Please copy the lines from the line with "If any tree" to the line with "[0,0,1345,422]", both included, without any changes.
[Start of Available data]
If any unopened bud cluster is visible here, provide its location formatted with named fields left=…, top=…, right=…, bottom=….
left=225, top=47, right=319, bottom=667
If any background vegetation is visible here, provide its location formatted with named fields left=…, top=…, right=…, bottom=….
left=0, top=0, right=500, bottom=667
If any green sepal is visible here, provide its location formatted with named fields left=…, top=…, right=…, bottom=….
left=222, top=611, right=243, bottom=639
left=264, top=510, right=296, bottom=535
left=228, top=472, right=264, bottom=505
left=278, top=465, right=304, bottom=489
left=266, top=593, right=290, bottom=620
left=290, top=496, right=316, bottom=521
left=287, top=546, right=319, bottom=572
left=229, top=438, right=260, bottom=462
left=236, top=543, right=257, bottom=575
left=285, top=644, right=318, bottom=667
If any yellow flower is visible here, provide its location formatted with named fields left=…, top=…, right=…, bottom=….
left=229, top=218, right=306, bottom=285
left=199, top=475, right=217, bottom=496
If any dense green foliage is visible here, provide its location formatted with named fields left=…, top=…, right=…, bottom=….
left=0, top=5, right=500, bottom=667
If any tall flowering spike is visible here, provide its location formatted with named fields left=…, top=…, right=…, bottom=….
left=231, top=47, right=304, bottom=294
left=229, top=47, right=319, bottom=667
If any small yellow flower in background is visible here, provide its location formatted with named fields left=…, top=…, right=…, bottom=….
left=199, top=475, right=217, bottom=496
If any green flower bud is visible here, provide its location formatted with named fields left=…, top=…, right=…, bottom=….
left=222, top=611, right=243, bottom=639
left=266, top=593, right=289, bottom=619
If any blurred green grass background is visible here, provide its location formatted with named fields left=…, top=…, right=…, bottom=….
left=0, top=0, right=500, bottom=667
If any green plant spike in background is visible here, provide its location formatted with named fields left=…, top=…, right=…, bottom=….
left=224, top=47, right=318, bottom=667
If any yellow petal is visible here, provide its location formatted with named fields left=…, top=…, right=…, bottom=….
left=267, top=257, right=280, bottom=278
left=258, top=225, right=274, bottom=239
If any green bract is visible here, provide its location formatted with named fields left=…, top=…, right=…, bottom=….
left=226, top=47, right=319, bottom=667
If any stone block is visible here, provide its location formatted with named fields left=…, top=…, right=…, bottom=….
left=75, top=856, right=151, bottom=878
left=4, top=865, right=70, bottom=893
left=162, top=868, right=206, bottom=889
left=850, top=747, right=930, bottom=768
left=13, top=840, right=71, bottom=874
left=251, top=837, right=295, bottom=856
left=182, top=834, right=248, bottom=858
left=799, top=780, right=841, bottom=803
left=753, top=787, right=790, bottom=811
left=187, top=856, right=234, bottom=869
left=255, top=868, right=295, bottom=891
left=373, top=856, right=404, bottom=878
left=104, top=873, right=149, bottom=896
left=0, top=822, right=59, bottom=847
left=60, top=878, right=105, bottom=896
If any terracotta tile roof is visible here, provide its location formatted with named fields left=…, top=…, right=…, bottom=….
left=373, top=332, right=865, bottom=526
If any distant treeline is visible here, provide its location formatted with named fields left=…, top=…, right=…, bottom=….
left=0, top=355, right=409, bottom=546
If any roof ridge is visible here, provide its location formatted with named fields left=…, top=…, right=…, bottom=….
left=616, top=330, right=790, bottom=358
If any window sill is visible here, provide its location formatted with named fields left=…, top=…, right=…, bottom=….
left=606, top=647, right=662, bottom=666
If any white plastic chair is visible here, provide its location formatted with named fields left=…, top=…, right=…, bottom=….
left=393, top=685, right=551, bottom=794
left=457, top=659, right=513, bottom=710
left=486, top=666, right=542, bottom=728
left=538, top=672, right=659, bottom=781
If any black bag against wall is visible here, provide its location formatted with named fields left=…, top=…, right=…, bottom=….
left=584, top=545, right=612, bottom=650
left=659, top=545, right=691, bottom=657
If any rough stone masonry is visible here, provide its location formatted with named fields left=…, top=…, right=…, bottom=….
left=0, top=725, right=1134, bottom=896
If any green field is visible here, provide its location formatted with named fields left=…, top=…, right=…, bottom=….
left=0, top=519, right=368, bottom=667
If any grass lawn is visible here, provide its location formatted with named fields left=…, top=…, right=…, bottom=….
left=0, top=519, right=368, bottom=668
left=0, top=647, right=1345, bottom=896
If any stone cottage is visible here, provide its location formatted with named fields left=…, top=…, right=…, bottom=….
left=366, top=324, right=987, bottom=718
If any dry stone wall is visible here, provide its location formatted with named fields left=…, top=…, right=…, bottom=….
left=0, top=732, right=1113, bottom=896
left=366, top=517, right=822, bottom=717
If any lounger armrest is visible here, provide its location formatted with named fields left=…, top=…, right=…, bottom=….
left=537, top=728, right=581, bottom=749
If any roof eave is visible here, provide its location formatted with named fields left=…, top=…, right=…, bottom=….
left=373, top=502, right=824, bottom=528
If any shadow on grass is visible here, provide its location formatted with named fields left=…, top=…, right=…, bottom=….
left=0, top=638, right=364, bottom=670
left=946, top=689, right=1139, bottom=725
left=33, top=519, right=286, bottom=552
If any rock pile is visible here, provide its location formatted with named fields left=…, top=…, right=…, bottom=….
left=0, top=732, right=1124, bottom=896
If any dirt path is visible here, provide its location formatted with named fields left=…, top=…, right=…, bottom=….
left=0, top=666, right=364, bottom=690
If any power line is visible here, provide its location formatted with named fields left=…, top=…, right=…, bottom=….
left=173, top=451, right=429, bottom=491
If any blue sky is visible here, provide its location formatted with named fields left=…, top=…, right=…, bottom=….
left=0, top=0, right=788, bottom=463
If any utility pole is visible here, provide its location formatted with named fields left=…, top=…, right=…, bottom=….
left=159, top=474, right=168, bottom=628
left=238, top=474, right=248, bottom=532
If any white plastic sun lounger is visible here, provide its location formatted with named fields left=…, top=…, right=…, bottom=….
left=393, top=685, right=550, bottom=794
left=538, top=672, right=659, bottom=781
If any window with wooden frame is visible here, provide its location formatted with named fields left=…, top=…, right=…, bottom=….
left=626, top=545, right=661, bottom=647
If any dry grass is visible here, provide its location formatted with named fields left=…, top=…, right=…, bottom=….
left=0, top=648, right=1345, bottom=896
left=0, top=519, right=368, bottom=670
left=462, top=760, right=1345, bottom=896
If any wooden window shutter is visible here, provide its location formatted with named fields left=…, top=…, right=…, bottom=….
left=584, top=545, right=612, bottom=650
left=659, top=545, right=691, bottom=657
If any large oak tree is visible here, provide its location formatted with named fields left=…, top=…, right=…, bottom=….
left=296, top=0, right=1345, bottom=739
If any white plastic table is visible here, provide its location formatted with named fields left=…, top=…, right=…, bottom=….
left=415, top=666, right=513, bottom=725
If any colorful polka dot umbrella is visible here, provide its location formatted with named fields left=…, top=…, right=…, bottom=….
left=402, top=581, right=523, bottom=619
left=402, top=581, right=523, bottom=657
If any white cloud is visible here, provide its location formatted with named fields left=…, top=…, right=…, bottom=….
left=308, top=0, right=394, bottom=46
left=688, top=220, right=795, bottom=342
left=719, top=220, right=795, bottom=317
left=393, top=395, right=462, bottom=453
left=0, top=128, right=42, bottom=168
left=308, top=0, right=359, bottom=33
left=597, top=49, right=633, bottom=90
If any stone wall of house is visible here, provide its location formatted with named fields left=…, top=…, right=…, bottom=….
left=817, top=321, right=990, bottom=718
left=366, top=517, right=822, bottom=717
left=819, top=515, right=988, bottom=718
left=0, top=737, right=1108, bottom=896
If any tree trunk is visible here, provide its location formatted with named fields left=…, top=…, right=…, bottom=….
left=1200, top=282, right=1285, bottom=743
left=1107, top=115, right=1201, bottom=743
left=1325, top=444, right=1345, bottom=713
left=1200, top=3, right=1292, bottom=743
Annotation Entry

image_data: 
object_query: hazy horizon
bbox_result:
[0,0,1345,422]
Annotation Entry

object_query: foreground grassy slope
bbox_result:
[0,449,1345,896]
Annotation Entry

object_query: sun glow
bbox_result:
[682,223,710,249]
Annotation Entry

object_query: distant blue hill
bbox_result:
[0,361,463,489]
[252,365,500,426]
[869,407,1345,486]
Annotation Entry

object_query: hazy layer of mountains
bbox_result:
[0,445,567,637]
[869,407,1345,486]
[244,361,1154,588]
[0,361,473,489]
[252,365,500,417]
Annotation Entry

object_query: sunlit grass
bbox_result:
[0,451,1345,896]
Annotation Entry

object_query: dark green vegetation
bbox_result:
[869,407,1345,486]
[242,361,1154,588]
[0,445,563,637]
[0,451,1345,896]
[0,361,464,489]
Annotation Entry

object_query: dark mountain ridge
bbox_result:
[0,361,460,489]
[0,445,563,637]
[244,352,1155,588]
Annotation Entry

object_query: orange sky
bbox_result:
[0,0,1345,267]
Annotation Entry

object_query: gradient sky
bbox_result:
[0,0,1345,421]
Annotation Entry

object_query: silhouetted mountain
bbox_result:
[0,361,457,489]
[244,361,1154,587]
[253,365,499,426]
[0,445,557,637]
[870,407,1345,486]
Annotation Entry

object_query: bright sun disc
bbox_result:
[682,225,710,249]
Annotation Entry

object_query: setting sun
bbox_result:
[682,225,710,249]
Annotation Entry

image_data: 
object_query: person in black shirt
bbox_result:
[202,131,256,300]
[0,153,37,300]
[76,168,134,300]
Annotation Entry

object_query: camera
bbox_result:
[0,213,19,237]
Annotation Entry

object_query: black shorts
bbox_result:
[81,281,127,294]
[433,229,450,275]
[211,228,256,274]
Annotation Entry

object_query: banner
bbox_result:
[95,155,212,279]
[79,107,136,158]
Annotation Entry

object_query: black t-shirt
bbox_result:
[End of Available data]
▸ Solution to this problem:
If any tree trunk is visible here, provide its location formatted with named fields left=…, top=…, right=…, bottom=….
left=1200, top=282, right=1285, bottom=743
left=1107, top=115, right=1201, bottom=743
left=1325, top=444, right=1345, bottom=713
left=1200, top=3, right=1292, bottom=743
Annotation Entry

image_data: 
object_query: hazy horizon
bbox_result:
[0,0,1345,422]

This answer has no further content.